* [WORK TO COMPLETE] Find every line in the entries below that contains the word "overcast", matching case, and copy each of those lines in full.

* [Records from a collection]
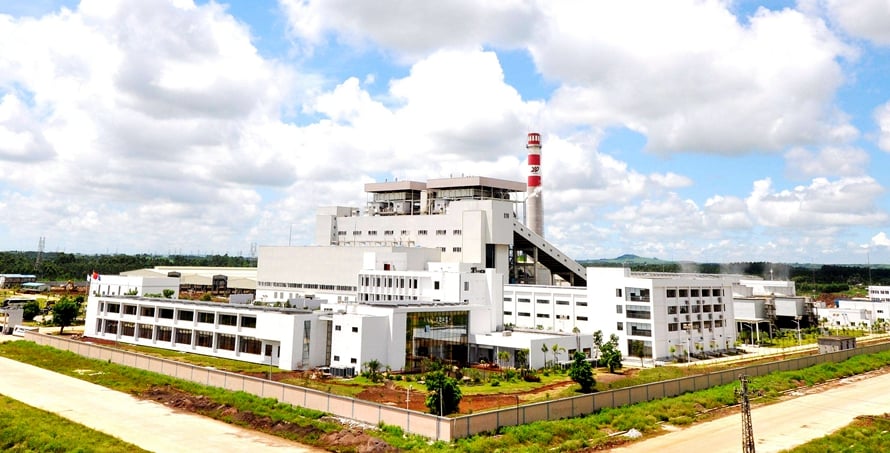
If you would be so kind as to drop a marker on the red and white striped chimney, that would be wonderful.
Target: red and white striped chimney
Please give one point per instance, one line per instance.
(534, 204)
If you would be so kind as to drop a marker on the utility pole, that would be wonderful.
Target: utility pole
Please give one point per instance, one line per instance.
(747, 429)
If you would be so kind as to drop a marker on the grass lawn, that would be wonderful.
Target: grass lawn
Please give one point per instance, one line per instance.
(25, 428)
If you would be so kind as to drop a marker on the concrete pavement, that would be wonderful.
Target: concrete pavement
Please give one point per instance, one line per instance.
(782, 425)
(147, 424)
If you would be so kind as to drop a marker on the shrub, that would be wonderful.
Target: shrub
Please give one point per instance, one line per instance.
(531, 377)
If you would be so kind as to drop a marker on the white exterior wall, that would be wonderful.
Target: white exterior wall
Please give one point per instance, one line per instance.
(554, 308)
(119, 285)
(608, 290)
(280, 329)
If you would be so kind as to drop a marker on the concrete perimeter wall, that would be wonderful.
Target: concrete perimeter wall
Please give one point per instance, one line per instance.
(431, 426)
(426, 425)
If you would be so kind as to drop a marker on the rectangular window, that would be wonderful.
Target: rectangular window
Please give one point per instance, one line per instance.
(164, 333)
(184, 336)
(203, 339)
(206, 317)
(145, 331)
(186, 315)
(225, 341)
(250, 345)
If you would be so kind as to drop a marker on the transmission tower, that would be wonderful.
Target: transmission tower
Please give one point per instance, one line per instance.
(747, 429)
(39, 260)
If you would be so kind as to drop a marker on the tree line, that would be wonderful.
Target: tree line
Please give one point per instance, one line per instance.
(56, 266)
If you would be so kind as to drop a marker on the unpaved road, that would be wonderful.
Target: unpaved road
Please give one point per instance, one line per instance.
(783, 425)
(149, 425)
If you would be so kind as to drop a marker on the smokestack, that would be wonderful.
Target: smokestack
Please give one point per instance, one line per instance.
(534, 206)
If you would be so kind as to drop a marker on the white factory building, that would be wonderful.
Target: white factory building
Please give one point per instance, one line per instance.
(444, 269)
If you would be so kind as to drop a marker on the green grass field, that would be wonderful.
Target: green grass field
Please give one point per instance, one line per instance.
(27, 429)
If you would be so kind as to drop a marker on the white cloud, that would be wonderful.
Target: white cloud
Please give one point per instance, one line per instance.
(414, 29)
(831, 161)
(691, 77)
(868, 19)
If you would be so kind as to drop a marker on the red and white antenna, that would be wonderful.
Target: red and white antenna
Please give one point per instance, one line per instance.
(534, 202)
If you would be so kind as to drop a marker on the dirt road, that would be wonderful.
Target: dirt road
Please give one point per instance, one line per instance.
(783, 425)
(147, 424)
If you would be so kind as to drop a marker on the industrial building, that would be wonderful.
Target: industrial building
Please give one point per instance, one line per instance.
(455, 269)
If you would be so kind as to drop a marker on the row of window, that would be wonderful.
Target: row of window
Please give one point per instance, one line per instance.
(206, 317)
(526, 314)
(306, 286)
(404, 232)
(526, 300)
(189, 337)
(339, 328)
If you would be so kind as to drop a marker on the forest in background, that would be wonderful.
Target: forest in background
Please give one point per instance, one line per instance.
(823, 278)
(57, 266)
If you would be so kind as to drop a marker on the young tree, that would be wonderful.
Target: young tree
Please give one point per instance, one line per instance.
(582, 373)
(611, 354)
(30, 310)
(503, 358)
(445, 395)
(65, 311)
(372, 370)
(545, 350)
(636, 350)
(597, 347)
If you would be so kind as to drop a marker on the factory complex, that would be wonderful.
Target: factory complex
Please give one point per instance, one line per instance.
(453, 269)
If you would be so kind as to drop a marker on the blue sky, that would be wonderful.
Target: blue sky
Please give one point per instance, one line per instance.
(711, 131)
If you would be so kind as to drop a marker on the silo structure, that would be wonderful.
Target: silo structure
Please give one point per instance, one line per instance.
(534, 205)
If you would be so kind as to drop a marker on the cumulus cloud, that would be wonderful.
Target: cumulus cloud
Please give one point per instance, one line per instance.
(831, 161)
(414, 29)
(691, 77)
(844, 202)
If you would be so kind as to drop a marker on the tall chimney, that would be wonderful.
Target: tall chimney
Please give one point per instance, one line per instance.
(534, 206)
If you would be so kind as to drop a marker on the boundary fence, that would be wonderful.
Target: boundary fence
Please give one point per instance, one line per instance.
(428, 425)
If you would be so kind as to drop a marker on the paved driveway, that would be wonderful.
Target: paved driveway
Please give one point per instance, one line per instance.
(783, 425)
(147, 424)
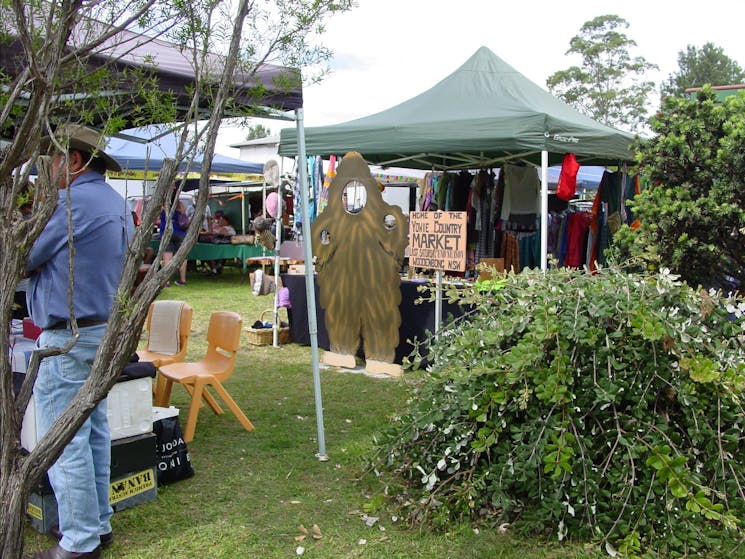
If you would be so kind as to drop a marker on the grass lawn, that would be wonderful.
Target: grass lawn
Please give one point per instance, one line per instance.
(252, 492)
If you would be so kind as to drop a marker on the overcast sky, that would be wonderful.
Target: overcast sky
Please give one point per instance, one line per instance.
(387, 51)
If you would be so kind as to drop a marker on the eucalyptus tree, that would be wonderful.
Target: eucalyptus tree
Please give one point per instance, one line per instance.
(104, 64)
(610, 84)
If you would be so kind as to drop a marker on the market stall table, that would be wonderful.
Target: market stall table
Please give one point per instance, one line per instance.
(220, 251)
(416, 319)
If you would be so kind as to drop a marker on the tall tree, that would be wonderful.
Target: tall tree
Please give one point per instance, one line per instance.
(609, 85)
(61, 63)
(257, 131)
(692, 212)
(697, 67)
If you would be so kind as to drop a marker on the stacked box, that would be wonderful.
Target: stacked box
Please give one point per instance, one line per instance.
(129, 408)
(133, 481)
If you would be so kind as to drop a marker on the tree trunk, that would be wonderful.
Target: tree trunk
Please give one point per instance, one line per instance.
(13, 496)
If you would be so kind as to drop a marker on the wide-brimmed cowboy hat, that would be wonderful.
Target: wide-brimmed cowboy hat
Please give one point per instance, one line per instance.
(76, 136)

--

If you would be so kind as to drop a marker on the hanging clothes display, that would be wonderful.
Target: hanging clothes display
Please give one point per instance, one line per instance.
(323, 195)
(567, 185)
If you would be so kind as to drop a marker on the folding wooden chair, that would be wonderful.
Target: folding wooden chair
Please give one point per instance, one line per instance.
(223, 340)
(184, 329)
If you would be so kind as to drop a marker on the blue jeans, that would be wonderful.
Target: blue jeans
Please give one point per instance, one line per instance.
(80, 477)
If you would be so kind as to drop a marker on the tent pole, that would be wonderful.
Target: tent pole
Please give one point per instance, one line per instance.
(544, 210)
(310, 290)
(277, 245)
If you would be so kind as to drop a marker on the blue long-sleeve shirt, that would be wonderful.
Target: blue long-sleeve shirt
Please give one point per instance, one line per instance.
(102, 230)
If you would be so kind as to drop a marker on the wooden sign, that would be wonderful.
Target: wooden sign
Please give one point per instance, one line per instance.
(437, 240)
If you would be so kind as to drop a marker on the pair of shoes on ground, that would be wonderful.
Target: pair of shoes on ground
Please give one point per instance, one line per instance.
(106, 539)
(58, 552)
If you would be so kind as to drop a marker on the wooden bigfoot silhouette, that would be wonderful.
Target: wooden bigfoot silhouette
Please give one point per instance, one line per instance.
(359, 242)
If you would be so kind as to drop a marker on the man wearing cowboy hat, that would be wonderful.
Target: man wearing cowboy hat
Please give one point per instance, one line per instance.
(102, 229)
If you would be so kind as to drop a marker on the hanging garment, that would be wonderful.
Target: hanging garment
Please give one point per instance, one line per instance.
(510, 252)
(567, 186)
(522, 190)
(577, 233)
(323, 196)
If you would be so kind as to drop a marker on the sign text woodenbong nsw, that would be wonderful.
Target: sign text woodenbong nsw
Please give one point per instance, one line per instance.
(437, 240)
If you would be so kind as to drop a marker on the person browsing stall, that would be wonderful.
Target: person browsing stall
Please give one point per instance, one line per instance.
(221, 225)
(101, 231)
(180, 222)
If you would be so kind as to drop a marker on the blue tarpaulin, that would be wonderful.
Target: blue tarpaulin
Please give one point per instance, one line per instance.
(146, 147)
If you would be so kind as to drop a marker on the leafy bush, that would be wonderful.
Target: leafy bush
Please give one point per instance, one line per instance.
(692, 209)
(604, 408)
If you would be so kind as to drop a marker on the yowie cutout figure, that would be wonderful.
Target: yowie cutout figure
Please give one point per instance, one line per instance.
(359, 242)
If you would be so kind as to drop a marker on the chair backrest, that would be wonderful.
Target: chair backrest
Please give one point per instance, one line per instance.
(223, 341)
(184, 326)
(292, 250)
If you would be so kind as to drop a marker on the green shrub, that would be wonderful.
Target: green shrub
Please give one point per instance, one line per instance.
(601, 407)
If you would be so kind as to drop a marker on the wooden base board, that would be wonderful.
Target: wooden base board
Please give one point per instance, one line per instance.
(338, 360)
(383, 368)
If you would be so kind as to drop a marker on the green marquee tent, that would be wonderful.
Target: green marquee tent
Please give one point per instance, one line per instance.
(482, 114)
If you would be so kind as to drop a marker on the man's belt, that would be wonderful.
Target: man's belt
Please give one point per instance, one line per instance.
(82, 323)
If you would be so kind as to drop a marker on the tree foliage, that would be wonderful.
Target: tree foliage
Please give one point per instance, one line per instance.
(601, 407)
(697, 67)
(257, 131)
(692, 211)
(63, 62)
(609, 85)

--

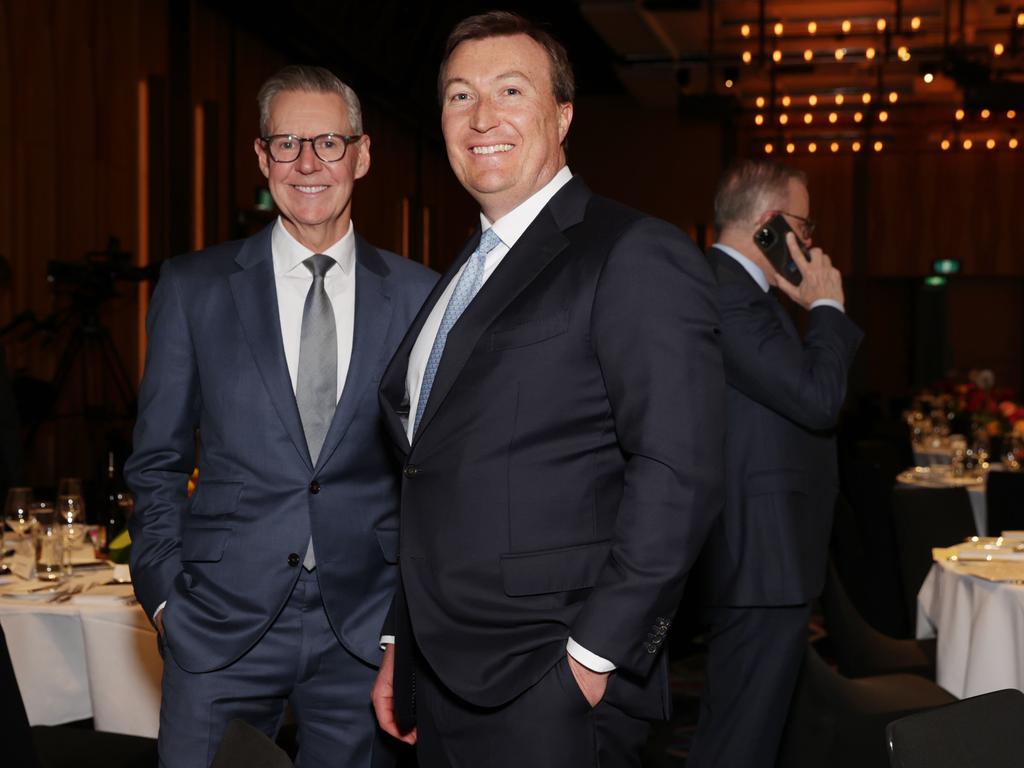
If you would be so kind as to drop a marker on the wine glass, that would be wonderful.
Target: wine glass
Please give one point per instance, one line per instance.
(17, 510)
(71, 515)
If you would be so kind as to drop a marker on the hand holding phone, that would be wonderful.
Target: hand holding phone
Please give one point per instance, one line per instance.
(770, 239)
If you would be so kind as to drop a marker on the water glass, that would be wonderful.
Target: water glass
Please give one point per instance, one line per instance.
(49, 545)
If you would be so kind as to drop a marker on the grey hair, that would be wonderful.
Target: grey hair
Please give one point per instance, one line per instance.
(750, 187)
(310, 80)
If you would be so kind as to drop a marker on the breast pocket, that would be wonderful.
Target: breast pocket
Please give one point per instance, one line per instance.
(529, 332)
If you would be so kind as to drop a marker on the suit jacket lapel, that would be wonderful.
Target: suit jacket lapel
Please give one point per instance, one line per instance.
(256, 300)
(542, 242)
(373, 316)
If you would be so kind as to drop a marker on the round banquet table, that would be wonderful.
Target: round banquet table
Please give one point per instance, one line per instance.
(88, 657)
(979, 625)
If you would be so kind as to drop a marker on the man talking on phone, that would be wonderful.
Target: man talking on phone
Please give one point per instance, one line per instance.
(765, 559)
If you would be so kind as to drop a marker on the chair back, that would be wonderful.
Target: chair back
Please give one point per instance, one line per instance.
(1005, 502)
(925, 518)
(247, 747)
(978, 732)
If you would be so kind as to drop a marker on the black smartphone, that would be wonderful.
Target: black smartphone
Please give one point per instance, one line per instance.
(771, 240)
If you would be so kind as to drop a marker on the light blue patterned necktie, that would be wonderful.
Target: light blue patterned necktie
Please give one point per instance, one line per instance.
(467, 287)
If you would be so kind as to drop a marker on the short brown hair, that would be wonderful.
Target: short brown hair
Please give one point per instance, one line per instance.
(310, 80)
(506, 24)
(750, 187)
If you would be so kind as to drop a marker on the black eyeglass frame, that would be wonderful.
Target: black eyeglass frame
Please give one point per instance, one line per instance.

* [TASK SOLUTION]
If you would be so kind as to drop a marker on the overcast sky, that would be wonderful.
Target: overcast sky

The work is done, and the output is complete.